=== Supplied records ===
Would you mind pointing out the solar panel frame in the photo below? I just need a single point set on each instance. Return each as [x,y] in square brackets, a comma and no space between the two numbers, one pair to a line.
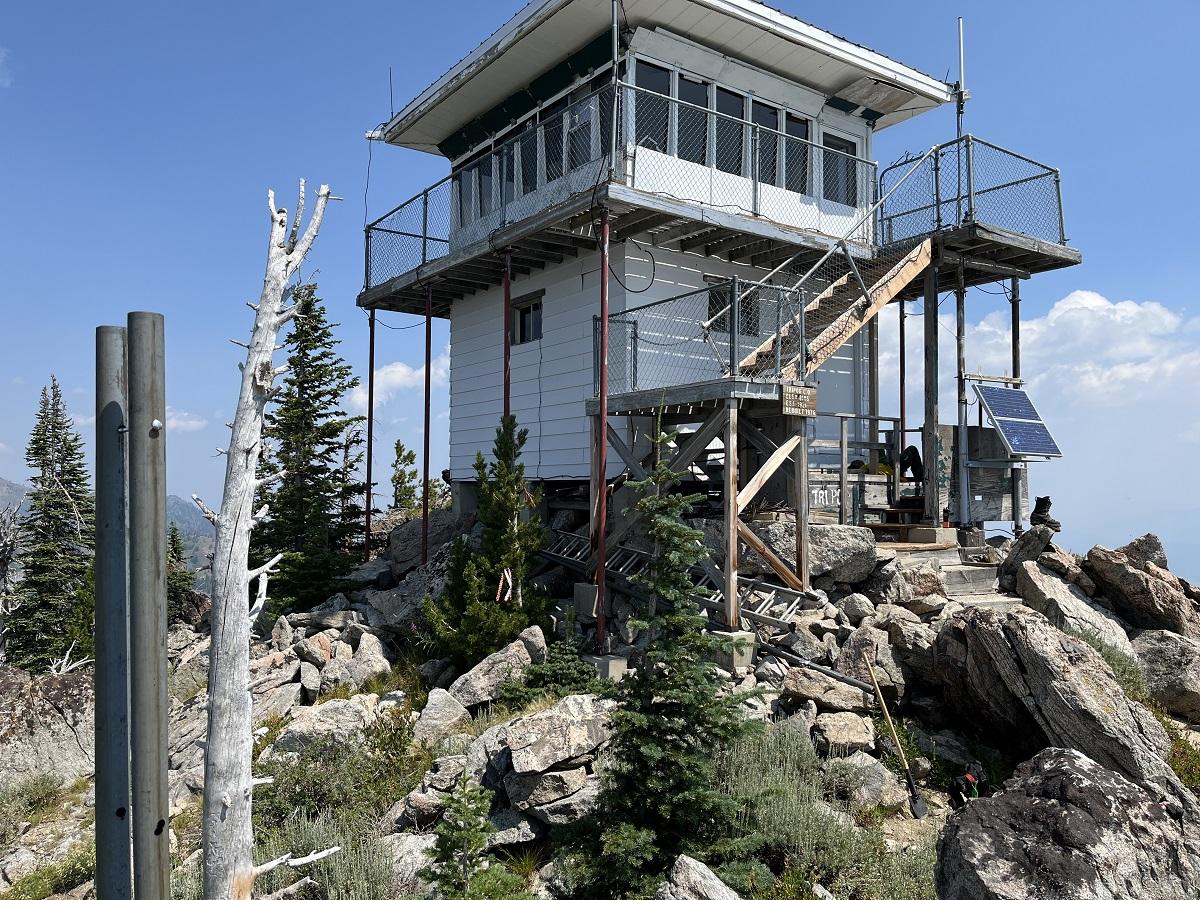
[1018,421]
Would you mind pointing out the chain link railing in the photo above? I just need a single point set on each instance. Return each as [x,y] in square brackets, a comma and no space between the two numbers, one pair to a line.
[972,180]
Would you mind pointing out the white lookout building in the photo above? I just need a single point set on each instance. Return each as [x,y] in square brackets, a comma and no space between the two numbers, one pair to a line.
[669,210]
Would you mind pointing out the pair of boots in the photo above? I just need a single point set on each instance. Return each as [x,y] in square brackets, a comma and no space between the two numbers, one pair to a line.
[1041,515]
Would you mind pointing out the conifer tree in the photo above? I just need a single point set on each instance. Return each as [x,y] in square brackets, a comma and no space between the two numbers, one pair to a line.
[487,599]
[657,798]
[405,481]
[313,497]
[58,535]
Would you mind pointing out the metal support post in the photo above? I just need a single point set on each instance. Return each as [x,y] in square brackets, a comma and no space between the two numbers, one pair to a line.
[369,501]
[113,871]
[425,431]
[148,605]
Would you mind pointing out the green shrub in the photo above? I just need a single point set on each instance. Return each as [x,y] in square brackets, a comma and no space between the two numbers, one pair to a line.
[1127,669]
[27,801]
[76,868]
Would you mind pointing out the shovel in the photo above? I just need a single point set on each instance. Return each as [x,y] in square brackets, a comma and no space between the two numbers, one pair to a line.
[916,802]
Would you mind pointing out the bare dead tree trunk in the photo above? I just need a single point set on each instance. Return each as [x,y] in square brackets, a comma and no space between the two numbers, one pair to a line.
[229,869]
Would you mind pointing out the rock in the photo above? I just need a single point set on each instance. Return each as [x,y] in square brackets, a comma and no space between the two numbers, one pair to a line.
[1037,687]
[47,725]
[442,715]
[571,808]
[514,828]
[1068,607]
[691,880]
[372,575]
[281,634]
[1144,597]
[537,789]
[369,660]
[483,683]
[874,785]
[339,720]
[1029,546]
[841,733]
[409,855]
[856,607]
[574,726]
[1147,549]
[1067,827]
[803,684]
[1171,664]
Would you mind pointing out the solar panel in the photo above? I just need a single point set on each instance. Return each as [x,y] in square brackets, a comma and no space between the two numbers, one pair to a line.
[1018,421]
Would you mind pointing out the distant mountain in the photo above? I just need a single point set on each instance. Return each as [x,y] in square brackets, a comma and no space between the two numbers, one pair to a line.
[198,537]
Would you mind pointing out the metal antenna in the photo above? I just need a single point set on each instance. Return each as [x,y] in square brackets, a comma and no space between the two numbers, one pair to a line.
[961,91]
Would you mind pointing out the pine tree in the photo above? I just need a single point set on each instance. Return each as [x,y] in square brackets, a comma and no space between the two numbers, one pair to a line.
[316,503]
[57,605]
[405,481]
[658,799]
[487,599]
[180,577]
[459,869]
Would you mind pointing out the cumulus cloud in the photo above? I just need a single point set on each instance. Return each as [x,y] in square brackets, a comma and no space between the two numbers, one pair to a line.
[1116,382]
[399,377]
[183,420]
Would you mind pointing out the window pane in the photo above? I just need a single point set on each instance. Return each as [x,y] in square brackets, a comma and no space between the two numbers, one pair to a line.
[693,137]
[652,113]
[840,172]
[730,135]
[796,155]
[767,118]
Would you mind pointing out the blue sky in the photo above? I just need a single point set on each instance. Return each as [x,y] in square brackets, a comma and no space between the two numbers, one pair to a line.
[137,142]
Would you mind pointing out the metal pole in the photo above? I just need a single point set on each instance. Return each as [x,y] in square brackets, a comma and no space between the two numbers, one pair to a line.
[508,331]
[960,329]
[370,497]
[148,605]
[425,450]
[113,870]
[600,511]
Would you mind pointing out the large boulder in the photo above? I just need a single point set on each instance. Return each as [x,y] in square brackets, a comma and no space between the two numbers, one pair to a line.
[1171,664]
[1067,827]
[1029,546]
[483,683]
[1149,597]
[1068,607]
[691,880]
[1025,679]
[47,725]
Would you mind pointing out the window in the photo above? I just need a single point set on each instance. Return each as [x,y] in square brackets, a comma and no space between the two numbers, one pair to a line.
[840,171]
[719,299]
[796,155]
[730,133]
[652,113]
[691,142]
[526,324]
[767,118]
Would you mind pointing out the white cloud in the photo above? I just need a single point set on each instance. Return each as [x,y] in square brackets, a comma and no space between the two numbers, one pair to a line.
[397,377]
[183,420]
[1116,382]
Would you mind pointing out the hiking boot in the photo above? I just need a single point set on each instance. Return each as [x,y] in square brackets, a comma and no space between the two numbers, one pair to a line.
[1041,515]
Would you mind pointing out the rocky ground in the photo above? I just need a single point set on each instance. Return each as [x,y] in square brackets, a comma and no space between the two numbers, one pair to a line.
[1080,688]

=== Exercise prompt ===
Scale the material starting at the line that contains "Would you mind pointing out the rocky" and ending at the last line of the material. Write those lines out again, request included, with each point coordinate in the answers multiplied by 1.8 and rounded to a whole number, halves rounding up.

=== The answer ===
Would you mind pointing out the rocky ground in the photo above? I just need a single point set on each instance. Return each as [x,y] in square brackets, a comma and no space between the two numbers, one pair to a line.
[1944,1238]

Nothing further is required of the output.